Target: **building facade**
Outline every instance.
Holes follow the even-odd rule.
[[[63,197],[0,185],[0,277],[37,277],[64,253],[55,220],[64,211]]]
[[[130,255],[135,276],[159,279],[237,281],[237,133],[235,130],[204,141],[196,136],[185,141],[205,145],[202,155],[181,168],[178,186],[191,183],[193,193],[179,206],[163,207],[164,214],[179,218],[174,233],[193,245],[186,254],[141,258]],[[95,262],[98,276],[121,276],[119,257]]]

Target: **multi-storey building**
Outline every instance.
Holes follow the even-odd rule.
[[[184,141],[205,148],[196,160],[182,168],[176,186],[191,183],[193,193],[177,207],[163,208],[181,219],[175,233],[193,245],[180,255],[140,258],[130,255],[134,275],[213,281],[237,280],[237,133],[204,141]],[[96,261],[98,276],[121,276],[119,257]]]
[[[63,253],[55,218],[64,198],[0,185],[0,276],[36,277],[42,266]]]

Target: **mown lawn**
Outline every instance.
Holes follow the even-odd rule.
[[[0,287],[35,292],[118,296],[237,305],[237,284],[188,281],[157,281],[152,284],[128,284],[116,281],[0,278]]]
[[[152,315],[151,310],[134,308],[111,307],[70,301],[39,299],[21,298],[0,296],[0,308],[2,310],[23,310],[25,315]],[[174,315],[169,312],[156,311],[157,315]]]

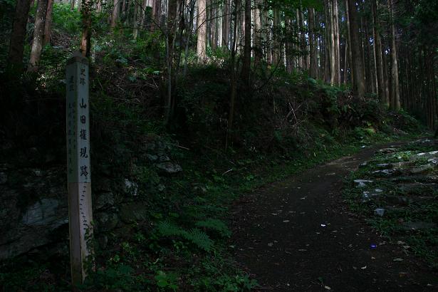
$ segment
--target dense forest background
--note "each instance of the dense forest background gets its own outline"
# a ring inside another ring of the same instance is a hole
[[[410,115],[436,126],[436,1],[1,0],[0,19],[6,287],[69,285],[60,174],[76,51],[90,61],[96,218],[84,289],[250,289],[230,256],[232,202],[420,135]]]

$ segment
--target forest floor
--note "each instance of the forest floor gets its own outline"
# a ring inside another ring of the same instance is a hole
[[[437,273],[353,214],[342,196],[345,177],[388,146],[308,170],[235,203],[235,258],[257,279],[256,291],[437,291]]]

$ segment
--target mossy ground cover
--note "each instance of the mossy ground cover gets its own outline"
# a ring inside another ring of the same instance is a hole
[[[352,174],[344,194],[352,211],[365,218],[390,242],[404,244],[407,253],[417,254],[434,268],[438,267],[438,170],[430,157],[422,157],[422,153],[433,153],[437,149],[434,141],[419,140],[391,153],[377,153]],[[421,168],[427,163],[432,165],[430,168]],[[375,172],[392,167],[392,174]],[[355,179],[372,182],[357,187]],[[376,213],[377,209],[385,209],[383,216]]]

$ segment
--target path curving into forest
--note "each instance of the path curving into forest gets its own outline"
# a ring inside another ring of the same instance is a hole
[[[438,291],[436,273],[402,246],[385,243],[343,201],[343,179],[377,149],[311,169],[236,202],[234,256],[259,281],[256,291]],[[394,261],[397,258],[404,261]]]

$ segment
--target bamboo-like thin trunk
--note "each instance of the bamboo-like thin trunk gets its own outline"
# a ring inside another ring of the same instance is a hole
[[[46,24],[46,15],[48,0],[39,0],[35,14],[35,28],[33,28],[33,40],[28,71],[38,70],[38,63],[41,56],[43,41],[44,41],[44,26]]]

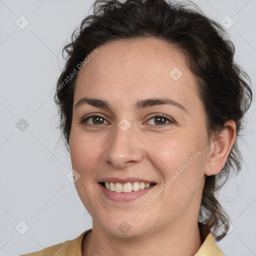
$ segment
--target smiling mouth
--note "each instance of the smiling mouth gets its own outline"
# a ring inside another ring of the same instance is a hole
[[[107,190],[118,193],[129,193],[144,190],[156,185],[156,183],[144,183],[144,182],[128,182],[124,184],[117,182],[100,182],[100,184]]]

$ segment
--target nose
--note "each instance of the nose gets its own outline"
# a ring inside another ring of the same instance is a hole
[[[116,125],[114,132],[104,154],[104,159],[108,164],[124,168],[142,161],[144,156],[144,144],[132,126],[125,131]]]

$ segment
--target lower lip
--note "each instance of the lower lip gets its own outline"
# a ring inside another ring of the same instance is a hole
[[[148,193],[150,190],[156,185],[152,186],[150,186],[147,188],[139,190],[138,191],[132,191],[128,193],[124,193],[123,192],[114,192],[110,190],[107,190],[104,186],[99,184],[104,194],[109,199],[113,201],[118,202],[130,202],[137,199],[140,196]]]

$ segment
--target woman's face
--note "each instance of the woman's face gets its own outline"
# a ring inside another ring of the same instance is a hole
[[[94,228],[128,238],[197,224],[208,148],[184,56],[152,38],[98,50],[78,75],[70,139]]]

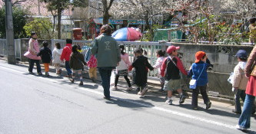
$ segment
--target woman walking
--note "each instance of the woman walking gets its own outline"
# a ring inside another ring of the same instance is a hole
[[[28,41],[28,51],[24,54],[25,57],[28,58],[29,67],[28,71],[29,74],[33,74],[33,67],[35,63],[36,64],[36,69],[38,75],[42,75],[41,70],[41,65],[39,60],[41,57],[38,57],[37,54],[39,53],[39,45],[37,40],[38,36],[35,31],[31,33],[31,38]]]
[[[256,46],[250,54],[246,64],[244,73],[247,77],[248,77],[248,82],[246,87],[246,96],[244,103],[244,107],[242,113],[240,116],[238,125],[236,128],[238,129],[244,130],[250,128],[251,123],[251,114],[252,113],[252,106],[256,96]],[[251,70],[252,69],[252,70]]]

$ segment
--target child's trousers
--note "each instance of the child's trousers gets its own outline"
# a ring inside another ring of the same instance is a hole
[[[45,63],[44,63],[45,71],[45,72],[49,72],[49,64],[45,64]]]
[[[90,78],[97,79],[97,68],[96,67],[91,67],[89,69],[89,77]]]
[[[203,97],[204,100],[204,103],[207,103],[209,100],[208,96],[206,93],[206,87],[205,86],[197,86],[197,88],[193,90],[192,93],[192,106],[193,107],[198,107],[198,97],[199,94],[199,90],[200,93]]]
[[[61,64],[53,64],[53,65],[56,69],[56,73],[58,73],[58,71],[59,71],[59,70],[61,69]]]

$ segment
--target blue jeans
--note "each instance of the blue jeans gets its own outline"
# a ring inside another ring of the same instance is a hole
◇ ◇ ◇ ◇ ◇
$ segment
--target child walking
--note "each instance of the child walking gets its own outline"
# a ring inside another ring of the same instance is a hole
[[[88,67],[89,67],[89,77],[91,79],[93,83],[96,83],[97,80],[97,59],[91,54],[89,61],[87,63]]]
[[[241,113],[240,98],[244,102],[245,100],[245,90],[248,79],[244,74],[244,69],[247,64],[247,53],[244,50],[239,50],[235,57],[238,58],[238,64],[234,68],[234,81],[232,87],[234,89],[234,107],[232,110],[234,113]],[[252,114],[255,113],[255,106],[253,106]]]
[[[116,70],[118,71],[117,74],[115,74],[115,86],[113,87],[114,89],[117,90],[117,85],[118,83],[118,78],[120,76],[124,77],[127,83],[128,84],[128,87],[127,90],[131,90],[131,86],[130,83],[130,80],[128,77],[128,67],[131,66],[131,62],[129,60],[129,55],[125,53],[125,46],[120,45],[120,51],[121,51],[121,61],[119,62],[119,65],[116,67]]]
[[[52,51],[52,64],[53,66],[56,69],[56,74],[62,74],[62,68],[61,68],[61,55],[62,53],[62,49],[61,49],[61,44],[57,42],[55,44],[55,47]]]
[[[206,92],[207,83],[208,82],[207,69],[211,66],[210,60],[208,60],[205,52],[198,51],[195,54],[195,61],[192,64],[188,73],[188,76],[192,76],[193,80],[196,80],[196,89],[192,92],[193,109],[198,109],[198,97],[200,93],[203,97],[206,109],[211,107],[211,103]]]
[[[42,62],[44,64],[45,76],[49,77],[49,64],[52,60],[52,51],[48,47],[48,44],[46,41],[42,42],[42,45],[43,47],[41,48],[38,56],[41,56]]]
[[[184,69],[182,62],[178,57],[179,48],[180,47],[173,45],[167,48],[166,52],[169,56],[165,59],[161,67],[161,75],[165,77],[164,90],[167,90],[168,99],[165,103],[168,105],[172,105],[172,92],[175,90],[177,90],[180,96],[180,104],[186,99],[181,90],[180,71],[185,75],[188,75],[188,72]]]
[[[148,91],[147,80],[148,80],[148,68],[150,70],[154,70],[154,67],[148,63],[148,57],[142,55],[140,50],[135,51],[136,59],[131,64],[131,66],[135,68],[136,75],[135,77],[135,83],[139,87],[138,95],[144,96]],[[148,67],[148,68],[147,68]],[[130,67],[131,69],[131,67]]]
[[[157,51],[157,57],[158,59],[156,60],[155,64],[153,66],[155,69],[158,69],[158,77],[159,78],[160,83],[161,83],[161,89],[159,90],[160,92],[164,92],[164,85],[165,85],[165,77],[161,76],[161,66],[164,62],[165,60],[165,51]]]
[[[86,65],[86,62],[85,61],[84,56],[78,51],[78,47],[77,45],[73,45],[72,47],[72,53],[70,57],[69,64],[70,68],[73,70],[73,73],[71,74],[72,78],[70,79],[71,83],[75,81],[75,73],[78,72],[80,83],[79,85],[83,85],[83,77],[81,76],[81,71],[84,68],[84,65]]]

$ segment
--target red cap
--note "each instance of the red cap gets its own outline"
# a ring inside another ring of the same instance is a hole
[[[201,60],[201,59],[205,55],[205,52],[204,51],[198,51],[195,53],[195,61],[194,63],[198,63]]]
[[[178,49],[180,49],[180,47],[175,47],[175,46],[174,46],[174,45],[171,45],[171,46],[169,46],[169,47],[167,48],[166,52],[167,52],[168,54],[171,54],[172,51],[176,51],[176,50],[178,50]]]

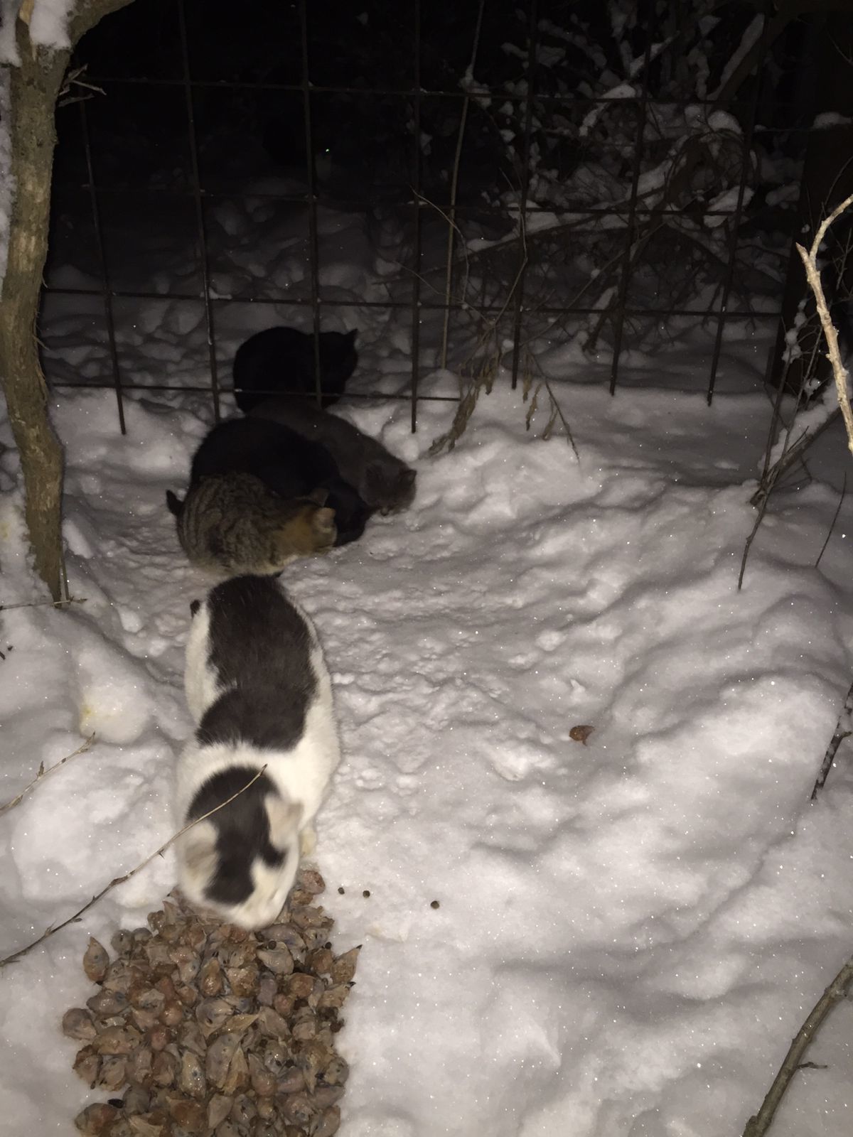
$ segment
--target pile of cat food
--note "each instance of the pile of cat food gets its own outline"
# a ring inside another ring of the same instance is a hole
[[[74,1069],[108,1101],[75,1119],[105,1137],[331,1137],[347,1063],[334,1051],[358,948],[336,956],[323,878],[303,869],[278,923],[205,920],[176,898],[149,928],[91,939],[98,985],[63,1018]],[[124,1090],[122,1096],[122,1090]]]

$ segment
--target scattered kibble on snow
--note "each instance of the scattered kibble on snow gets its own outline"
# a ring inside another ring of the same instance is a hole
◇ ◇ ◇ ◇ ◇
_Problem details_: How many lines of the material above contain the string "like"? Matches must have the same case. Reply with the number alone.

_Result for this exercise_: 2